-- START OF TEXT EXTRACT --
- Charlotte Li
- Baihui Wang
- Anqi Wei
This project analyzes the global distribution of open-source AI development on GitHub, mapping geographic hotspots of contributors and repositories. It investigates correlations with socioeconomic factors (GDP, R&D investment, population) and academic output while introducing metrics like Geographic AIOSPI and Per Capita AIOSPI to quantify influence. Through interactive visualizations (HeatMaps, network graphs) and statistical analysis, it aims to identify drivers of AI innovation and inform strategies to bridge global disparities in tech collaboration.
- Top Contributing Regions: Which cities or countries dominate AI-related open-source projects?
- Role of Economic Development and Higher Education: How does economic development or the density of higher education institutions explain these geographic patterns?
- All_In_One_Code.py: Aggregated code for the project. However, the full script exceeds 1,300+ lines, and certain sections (e.g., the geocoding module) may require up to 5 hours to execute due to API rate limits and large-scale data processing.
-- END OF TEXT EXTRACT --
-- START OF RECORDS SUPPLIED --
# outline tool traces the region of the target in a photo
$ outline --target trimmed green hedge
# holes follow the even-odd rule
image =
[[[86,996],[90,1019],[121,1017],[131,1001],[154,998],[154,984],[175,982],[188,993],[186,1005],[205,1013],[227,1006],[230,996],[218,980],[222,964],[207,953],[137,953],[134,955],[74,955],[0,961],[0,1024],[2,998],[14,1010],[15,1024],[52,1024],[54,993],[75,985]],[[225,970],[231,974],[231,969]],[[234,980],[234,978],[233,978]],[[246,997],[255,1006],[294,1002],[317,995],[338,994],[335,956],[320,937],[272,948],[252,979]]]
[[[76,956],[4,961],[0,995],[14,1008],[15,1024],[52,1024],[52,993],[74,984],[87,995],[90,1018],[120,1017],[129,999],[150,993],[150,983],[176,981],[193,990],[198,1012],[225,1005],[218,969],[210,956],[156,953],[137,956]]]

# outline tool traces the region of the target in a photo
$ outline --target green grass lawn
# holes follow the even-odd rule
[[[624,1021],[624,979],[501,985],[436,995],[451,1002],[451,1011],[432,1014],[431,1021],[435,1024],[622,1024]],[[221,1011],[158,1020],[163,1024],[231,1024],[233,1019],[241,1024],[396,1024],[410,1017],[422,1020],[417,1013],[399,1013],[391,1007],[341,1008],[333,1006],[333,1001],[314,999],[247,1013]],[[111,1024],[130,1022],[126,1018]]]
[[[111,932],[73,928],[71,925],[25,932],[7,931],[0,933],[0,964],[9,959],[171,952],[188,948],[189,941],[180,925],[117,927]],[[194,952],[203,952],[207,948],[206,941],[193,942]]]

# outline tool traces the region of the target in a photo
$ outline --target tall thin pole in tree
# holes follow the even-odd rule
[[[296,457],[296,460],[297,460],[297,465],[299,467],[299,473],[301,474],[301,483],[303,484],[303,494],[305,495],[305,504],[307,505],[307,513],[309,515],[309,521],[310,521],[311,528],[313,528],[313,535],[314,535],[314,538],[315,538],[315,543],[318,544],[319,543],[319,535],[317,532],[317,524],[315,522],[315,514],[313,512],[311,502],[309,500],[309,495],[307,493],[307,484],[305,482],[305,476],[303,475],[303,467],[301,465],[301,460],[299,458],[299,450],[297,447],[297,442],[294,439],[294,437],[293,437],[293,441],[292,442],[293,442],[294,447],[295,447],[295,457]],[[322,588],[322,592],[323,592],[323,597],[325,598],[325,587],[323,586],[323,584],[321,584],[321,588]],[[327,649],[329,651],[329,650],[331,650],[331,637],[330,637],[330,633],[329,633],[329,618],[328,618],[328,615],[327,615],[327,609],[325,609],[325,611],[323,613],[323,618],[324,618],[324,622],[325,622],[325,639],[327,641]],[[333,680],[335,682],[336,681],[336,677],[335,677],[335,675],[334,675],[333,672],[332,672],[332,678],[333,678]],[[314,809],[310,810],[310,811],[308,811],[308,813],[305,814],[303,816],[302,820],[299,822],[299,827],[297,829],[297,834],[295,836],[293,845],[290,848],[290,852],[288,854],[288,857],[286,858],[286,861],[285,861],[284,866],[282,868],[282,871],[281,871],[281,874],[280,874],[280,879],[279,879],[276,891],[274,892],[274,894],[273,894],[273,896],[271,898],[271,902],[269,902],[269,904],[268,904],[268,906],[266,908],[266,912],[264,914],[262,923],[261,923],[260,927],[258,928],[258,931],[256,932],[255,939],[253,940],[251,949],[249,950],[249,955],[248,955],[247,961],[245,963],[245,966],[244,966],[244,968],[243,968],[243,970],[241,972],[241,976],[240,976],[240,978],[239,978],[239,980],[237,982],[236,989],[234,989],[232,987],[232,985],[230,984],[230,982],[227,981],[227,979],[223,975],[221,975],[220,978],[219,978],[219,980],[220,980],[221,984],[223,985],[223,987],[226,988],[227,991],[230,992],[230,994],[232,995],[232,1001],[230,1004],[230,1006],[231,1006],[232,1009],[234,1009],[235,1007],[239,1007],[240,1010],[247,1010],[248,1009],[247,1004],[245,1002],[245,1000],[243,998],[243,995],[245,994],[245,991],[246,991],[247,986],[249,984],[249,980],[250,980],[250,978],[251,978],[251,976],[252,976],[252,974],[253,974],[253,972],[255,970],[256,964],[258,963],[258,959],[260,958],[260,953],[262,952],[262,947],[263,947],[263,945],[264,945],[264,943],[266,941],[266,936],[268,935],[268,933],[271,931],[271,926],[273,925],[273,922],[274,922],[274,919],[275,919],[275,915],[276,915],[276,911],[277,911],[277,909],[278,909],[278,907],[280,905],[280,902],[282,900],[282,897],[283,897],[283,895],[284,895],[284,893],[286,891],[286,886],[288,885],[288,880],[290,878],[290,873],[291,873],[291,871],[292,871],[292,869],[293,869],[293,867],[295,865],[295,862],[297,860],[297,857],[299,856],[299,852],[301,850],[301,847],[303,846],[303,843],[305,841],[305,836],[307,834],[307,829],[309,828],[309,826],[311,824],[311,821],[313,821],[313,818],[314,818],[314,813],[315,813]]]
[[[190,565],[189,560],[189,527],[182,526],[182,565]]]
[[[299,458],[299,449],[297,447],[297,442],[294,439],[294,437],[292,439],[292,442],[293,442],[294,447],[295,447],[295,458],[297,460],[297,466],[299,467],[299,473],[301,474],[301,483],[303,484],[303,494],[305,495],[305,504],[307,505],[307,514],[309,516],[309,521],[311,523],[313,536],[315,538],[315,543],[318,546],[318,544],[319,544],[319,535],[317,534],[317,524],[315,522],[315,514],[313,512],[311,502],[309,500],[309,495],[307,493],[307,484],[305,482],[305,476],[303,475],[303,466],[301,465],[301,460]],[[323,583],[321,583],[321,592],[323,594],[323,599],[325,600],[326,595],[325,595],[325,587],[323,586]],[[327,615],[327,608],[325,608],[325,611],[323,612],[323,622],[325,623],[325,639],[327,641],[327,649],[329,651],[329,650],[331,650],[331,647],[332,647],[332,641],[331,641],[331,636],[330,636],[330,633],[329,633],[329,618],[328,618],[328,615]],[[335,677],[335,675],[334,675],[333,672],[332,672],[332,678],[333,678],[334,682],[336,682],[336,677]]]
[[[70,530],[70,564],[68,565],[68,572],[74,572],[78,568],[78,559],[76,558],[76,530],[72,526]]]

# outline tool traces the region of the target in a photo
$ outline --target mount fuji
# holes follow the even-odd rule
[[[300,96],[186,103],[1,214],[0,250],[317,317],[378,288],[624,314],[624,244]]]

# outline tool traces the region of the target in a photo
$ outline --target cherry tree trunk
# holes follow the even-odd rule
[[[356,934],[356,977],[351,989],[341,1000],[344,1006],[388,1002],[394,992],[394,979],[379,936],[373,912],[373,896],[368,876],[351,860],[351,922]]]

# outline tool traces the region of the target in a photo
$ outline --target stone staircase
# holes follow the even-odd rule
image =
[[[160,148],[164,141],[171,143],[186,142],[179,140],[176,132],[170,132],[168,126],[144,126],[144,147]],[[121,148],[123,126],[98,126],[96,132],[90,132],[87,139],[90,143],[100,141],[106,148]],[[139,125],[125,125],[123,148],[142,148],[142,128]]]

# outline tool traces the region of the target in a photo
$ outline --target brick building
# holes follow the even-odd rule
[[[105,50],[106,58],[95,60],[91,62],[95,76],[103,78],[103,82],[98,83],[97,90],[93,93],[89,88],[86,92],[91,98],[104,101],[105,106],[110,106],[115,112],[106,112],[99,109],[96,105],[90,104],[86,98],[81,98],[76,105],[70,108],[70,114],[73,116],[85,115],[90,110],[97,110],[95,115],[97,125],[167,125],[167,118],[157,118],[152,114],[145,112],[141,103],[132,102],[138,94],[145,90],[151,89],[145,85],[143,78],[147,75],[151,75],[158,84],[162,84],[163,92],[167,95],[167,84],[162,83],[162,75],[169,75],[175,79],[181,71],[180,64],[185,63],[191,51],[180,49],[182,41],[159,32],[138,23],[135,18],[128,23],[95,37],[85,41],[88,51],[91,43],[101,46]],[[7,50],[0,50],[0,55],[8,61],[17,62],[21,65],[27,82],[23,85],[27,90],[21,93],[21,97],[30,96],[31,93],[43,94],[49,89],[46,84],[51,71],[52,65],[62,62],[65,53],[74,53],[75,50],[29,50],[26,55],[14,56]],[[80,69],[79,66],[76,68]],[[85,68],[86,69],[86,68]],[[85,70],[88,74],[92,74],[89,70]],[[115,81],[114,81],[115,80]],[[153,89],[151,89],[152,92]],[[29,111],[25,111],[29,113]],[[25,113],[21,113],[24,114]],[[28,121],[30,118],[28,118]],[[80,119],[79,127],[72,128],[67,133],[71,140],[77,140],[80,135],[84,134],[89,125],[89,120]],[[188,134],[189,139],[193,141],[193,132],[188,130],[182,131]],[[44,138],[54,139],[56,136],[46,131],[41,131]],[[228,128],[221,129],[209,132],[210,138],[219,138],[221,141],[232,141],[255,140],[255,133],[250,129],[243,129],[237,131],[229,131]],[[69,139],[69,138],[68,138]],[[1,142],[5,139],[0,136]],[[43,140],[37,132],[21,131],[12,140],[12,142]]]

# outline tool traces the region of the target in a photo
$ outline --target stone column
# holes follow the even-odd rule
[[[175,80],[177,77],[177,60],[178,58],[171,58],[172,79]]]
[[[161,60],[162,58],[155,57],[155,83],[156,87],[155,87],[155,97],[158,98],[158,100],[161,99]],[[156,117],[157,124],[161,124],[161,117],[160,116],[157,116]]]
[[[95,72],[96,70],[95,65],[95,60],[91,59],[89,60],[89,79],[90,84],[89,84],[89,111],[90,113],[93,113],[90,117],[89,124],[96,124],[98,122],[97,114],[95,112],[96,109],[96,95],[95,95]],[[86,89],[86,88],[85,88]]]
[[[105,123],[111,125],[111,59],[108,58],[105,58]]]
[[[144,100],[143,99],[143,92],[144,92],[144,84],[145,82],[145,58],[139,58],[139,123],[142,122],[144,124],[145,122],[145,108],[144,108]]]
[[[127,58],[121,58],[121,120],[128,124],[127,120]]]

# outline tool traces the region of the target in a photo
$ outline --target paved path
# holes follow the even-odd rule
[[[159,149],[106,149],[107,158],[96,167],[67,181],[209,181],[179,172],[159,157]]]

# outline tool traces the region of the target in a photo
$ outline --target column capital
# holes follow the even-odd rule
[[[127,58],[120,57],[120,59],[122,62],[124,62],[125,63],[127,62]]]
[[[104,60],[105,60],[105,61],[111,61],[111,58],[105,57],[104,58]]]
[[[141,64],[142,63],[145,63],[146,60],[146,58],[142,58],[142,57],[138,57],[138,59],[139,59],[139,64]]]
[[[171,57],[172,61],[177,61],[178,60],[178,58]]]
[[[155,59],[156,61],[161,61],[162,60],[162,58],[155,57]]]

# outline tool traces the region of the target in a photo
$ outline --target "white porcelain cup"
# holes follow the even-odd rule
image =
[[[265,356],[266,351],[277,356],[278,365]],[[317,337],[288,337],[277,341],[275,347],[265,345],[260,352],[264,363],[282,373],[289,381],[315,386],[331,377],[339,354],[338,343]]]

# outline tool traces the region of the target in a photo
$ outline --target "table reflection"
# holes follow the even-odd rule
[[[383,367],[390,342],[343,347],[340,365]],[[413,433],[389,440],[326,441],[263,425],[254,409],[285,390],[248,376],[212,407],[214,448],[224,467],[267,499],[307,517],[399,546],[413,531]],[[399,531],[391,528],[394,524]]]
-- END OF RECORDS SUPPLIED --
THE REQUEST
Please reproduce the project description from "- Role of Economic" to "large-scale data processing.". The listing stands apart from the project description and has no connection to it.

EXERCISE ANSWER
- Role of Economic Development and Higher Education: How does economic development or the density of higher education institutions explain these geographic patterns?
- All_In_One_Code.py: Aggregated code for the project. However, the full script exceeds 1,300+ lines, and certain sections (e.g., the geocoding module) may require up to 5 hours to execute due to API rate limits and large-scale data processing.